Exercise brief: Copy the records from the line with "like point(599, 1091)?" through the line with "point(422, 1184)", keeping every line. Raise both coordinates of each answer point by 142, and leave the sample points that follow "like" unchanged.
*** Input records ***
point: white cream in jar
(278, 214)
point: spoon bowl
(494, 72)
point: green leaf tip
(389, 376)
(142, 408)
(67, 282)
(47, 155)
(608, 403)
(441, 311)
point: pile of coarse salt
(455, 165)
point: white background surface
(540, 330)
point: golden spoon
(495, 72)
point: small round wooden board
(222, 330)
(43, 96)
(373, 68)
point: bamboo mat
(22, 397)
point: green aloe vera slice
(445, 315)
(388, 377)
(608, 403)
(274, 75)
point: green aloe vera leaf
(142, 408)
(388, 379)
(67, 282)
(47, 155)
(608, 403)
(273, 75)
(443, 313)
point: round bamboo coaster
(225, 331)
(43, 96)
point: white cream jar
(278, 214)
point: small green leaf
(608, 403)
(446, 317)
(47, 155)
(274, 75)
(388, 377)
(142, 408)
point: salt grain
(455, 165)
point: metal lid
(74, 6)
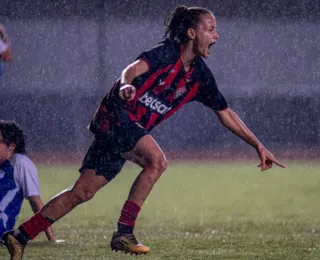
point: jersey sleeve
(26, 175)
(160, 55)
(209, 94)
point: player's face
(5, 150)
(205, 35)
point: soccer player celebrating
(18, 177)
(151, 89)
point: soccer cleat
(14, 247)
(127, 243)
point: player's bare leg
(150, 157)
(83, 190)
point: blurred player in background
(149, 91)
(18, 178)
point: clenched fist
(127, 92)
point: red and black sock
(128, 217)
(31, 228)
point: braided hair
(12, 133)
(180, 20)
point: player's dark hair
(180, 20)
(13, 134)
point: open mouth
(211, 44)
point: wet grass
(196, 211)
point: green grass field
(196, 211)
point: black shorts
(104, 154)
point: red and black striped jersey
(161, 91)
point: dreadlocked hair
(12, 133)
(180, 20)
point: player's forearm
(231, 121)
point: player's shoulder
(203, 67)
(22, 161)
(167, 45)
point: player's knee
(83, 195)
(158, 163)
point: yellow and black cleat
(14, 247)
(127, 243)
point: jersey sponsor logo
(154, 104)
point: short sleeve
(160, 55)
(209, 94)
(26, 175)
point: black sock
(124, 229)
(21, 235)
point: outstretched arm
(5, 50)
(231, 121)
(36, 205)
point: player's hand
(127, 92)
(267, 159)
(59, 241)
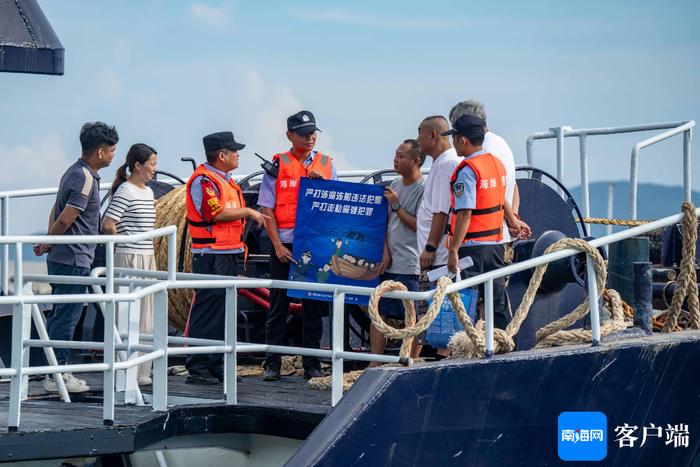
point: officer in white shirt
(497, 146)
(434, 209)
***
*** Input records ***
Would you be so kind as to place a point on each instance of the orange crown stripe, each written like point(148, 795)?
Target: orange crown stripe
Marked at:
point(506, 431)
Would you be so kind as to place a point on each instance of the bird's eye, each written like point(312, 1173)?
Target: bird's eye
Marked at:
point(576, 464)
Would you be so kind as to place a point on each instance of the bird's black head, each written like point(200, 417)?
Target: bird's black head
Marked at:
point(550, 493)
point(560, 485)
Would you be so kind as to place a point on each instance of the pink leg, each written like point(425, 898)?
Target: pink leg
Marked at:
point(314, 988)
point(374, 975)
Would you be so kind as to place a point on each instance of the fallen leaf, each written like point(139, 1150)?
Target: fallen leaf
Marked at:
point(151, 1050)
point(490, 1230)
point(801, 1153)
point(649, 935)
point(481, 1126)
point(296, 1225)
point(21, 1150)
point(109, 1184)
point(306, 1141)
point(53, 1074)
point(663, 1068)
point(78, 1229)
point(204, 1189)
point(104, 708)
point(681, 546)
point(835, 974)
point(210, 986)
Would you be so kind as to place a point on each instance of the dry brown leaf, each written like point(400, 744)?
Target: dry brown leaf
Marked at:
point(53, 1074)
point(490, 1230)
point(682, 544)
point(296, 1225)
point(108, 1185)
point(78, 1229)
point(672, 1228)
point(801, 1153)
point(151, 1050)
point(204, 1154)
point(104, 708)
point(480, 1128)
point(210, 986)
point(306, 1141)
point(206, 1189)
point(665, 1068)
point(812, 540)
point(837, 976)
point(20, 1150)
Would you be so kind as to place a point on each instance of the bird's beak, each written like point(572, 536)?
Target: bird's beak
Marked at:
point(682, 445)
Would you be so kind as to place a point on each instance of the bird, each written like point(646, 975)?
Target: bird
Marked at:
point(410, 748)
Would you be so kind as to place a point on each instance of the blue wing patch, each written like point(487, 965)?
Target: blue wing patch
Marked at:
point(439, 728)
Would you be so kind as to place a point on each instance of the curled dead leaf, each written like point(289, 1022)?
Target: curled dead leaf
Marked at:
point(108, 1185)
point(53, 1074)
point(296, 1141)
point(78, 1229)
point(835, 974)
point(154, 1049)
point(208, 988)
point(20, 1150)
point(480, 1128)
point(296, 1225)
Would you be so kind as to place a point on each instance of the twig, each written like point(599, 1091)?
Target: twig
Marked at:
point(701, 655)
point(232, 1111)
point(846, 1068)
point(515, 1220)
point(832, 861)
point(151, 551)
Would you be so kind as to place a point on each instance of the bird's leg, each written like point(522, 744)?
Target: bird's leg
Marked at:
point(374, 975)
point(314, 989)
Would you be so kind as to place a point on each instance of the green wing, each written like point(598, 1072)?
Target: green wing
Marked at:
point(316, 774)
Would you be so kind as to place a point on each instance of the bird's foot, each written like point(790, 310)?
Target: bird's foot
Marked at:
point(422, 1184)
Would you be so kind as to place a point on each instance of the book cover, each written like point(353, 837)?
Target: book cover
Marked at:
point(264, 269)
***
Written response:
Would you be so kind as to place a point on each instance of the twig, each written like point(599, 1091)?
Target: twig
Marked at:
point(843, 797)
point(374, 1253)
point(988, 1210)
point(657, 1362)
point(974, 1003)
point(293, 693)
Would you be so kind as to place a point on each instance of the bird's leg, each written like point(522, 744)?
Target: bird's leg
Marked at:
point(516, 1117)
point(456, 1131)
Would you be so kind as to place a point on each instance of the green wing, each written like point(598, 1072)?
Target: green wing
Marked at:
point(458, 916)
Would you be so kind as to place a point on each instance of the bird's foot, each written like point(790, 310)?
Target: bird's foot
Marked at:
point(564, 1326)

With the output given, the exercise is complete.